▶ **Records for processing**:
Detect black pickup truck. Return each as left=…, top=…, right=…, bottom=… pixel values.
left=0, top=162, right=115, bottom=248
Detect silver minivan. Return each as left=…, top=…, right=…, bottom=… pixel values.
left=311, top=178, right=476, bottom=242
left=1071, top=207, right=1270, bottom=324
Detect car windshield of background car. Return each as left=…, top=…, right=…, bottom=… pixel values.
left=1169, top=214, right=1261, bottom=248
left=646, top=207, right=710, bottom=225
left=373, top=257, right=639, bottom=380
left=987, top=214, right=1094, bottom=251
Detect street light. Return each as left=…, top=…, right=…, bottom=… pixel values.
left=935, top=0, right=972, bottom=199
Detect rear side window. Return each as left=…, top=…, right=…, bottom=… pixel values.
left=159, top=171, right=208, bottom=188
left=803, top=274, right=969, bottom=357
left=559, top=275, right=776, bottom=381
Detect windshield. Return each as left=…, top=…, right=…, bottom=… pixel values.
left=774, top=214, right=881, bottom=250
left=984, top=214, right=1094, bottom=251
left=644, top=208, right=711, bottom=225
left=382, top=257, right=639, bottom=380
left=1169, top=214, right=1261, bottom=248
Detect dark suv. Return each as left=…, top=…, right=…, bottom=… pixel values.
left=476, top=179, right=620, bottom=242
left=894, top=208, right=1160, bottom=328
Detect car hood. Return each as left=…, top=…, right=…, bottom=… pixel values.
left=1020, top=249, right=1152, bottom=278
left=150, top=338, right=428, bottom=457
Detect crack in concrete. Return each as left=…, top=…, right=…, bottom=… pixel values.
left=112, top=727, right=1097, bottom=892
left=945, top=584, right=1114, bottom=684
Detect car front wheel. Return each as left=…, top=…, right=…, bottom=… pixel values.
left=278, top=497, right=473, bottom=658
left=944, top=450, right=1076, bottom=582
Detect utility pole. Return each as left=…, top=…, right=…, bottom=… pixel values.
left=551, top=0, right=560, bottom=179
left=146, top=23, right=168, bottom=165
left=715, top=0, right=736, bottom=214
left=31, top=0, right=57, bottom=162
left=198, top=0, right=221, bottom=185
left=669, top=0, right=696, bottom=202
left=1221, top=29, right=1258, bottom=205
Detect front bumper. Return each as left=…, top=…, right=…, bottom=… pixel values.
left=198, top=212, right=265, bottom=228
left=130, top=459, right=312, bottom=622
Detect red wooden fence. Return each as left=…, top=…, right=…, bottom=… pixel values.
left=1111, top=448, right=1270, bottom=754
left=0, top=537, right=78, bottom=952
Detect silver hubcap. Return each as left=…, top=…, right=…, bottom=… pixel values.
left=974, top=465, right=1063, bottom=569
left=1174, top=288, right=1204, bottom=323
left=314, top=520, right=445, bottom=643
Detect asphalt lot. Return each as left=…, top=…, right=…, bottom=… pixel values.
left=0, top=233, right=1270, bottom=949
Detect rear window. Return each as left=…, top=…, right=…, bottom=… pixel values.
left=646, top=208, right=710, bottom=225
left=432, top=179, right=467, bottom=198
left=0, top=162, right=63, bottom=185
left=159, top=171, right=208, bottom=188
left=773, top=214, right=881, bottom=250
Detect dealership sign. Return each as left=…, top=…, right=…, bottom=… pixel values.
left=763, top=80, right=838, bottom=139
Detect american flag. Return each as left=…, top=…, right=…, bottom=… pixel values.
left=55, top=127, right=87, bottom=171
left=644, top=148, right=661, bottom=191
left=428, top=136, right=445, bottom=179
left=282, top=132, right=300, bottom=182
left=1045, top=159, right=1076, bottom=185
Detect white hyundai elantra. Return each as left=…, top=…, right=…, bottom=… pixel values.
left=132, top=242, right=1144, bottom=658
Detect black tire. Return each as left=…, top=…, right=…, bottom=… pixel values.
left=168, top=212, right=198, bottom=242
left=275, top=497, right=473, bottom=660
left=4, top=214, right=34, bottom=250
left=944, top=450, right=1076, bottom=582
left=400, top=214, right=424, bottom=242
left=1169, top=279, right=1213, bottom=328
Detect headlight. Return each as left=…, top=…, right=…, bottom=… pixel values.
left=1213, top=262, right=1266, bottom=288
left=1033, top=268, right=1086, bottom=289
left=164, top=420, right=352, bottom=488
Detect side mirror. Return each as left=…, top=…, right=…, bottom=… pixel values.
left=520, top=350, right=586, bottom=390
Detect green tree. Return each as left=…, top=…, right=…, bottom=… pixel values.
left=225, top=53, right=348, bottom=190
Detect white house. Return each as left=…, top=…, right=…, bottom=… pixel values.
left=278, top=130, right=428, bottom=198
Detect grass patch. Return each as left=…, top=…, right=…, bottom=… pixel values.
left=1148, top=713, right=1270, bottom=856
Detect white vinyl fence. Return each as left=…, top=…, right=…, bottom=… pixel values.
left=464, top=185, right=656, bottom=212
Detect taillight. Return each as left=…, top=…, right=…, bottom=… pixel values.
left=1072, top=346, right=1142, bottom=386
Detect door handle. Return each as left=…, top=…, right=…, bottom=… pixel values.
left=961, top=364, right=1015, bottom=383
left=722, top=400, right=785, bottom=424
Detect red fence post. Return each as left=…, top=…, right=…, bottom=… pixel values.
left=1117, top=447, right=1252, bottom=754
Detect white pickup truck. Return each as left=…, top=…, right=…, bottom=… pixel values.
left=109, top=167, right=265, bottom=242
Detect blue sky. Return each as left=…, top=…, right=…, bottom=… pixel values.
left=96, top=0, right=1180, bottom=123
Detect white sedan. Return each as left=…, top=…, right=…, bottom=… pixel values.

▶ **Task instructions**: Lay out the records above as a Markdown table with the columns Row and Line. Put each line in its own row with its row number, and leave out any blank lines.

▶ **Correct response**:
| Row | Line |
|---|---|
| 1 | Detect black pickup truck. Return each as left=…, top=…, right=…, bottom=… pixel values. |
| 2 | left=0, top=162, right=115, bottom=248 |
| 3 | Detect silver minivan. Return each as left=…, top=…, right=…, bottom=… pixel values. |
| 4 | left=311, top=178, right=476, bottom=242 |
| 5 | left=1071, top=207, right=1270, bottom=324 |
| 6 | Detect car windshield of background car. Return each as left=…, top=…, right=…, bottom=… pixel values. |
| 7 | left=1169, top=214, right=1261, bottom=248 |
| 8 | left=646, top=207, right=710, bottom=225 |
| 9 | left=373, top=257, right=639, bottom=380 |
| 10 | left=987, top=214, right=1094, bottom=251 |
| 11 | Detect street light. Return each as left=…, top=…, right=…, bottom=… pixel values. |
| 12 | left=935, top=0, right=972, bottom=199 |
| 13 | Detect rear side window. Return each as left=…, top=…, right=…, bottom=… pixel values. |
| 14 | left=159, top=171, right=208, bottom=188 |
| 15 | left=803, top=274, right=969, bottom=357 |
| 16 | left=559, top=275, right=776, bottom=381 |
| 17 | Detect windshield. Return each as left=…, top=…, right=…, bottom=… pixel values. |
| 18 | left=774, top=214, right=881, bottom=250 |
| 19 | left=984, top=214, right=1094, bottom=251 |
| 20 | left=644, top=208, right=711, bottom=225 |
| 21 | left=382, top=257, right=639, bottom=380 |
| 22 | left=1169, top=214, right=1261, bottom=248 |
| 23 | Detect dark suv. Return each as left=…, top=…, right=…, bottom=… pixel values. |
| 24 | left=476, top=179, right=620, bottom=242 |
| 25 | left=894, top=208, right=1160, bottom=328 |
| 26 | Detect car hood. Return each as left=…, top=…, right=…, bottom=… pixel values. |
| 27 | left=1020, top=249, right=1152, bottom=278 |
| 28 | left=150, top=338, right=428, bottom=457 |
| 29 | Detect crack in concrete. Return each as left=…, top=…, right=…, bottom=… pixel values. |
| 30 | left=112, top=727, right=1097, bottom=892 |
| 31 | left=945, top=584, right=1114, bottom=684 |
| 32 | Detect car front wheel. Return each as left=…, top=…, right=…, bottom=… pixel values. |
| 33 | left=278, top=497, right=473, bottom=658 |
| 34 | left=944, top=450, right=1076, bottom=582 |
| 35 | Detect utility pole. Return each as left=…, top=…, right=…, bottom=… pixel values. |
| 36 | left=551, top=0, right=560, bottom=179 |
| 37 | left=146, top=23, right=168, bottom=165 |
| 38 | left=715, top=0, right=736, bottom=214 |
| 39 | left=31, top=0, right=57, bottom=162 |
| 40 | left=198, top=0, right=221, bottom=185 |
| 41 | left=669, top=0, right=696, bottom=202 |
| 42 | left=1221, top=29, right=1258, bottom=205 |
| 43 | Detect front bumper. Return each as left=…, top=…, right=…, bottom=… pixel values. |
| 44 | left=198, top=212, right=265, bottom=228 |
| 45 | left=130, top=459, right=312, bottom=622 |
| 46 | Detect red wooden fence. Return each as left=…, top=…, right=…, bottom=… pixel values. |
| 47 | left=1111, top=448, right=1270, bottom=754 |
| 48 | left=0, top=537, right=78, bottom=952 |
| 49 | Detect silver hubcap. Return each as left=…, top=…, right=…, bottom=… pixel values. |
| 50 | left=974, top=465, right=1063, bottom=569 |
| 51 | left=1174, top=288, right=1204, bottom=323 |
| 52 | left=314, top=520, right=445, bottom=643 |
| 53 | Detect asphalt lot. Return each as left=…, top=…, right=…, bottom=… pixel values. |
| 54 | left=0, top=233, right=1270, bottom=949 |
| 55 | Detect rear window. Return each as left=…, top=…, right=…, bottom=… pixel values. |
| 56 | left=646, top=208, right=710, bottom=225 |
| 57 | left=432, top=179, right=467, bottom=198 |
| 58 | left=0, top=162, right=63, bottom=185 |
| 59 | left=159, top=171, right=208, bottom=188 |
| 60 | left=773, top=214, right=881, bottom=250 |
| 61 | Detect dealership sign. Return each as left=…, top=…, right=…, bottom=… pixel values. |
| 62 | left=763, top=80, right=838, bottom=139 |
| 63 | Detect american flag. Return each as left=…, top=…, right=…, bottom=… pixel values. |
| 64 | left=55, top=127, right=87, bottom=171 |
| 65 | left=644, top=148, right=661, bottom=191 |
| 66 | left=428, top=136, right=445, bottom=179 |
| 67 | left=282, top=132, right=300, bottom=182 |
| 68 | left=1045, top=159, right=1076, bottom=185 |
| 69 | Detect white hyundai elantra. Return each as left=…, top=…, right=…, bottom=… pixel values. |
| 70 | left=132, top=242, right=1144, bottom=658 |
| 71 | Detect black tire. Return each as left=…, top=…, right=…, bottom=… pixel values. |
| 72 | left=168, top=212, right=198, bottom=242 |
| 73 | left=275, top=497, right=473, bottom=660 |
| 74 | left=4, top=214, right=34, bottom=250 |
| 75 | left=944, top=450, right=1076, bottom=582 |
| 76 | left=400, top=214, right=424, bottom=242 |
| 77 | left=1169, top=279, right=1213, bottom=328 |
| 78 | Detect headlight. Return each as left=…, top=…, right=…, bottom=… pixel values. |
| 79 | left=1213, top=262, right=1266, bottom=288 |
| 80 | left=1033, top=268, right=1086, bottom=289 |
| 81 | left=164, top=420, right=352, bottom=488 |
| 82 | Detect side mirror. Return each as left=…, top=…, right=…, bottom=… pixel values. |
| 83 | left=520, top=350, right=586, bottom=390 |
| 84 | Detect green tree. Return each as left=…, top=…, right=…, bottom=… pixel values. |
| 85 | left=225, top=53, right=348, bottom=190 |
| 86 | Detect white house. Return each as left=…, top=…, right=…, bottom=… pixel values. |
| 87 | left=278, top=130, right=428, bottom=198 |
| 88 | Detect grass patch. Return each as left=…, top=…, right=…, bottom=… pixel values. |
| 89 | left=1148, top=713, right=1270, bottom=856 |
| 90 | Detect white vinyl fence. Return each as left=…, top=…, right=…, bottom=… pixel values. |
| 91 | left=464, top=185, right=656, bottom=212 |
| 92 | Detect taillight. Return each as left=…, top=…, right=…, bottom=… pixel values. |
| 93 | left=1072, top=346, right=1142, bottom=386 |
| 94 | Detect door handle. Return each as left=…, top=…, right=…, bottom=… pixel values. |
| 95 | left=961, top=364, right=1015, bottom=383 |
| 96 | left=722, top=400, right=785, bottom=424 |
| 97 | Detect red fence post. Return each as left=…, top=…, right=…, bottom=… pixel values. |
| 98 | left=1117, top=447, right=1252, bottom=754 |
| 99 | Detect white pickup truck. Return each as left=…, top=…, right=…, bottom=… pixel values. |
| 100 | left=109, top=167, right=265, bottom=242 |
| 101 | Detect blue sky. Return each as left=…, top=…, right=…, bottom=… pixel values. |
| 102 | left=96, top=0, right=1180, bottom=123 |
| 103 | Detect white sedan. Return each as left=…, top=…, right=…, bottom=… pixel values. |